● **SOURCE RECORDS**
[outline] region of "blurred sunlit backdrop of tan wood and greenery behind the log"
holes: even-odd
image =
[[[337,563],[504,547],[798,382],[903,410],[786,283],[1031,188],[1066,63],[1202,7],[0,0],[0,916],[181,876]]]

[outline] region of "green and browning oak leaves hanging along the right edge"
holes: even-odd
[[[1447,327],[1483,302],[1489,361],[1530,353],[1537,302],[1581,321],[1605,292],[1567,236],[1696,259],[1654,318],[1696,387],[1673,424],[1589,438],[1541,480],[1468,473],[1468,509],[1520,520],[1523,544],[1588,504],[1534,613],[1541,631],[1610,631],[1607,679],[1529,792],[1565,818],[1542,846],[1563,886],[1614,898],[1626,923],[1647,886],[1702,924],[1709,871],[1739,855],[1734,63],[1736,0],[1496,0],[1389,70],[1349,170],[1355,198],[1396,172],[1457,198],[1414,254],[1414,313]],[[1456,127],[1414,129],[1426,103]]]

● **WORK ORDER**
Copy out every entry again, exactly as it was given.

● **EXPECTED ANSWER**
[outline] region of "blurred sunlit backdrop of tan wood and greenery behind the log"
holes: even-odd
image =
[[[337,563],[504,547],[798,382],[903,410],[786,283],[1031,188],[1066,63],[1202,7],[0,0],[0,916],[181,876]]]

[outline] region of "green and browning oak leaves hanging along the right edge"
holes: even-odd
[[[1447,327],[1483,302],[1489,361],[1530,353],[1537,302],[1581,321],[1605,292],[1567,236],[1696,259],[1654,318],[1696,387],[1673,424],[1589,438],[1541,480],[1468,473],[1468,509],[1520,520],[1523,544],[1588,504],[1534,613],[1541,631],[1610,631],[1607,679],[1529,792],[1565,818],[1542,846],[1563,886],[1614,898],[1626,923],[1647,886],[1702,924],[1709,871],[1739,855],[1734,63],[1736,0],[1496,0],[1389,70],[1349,170],[1355,198],[1396,172],[1457,198],[1414,254],[1414,313]],[[1456,127],[1414,129],[1426,103]]]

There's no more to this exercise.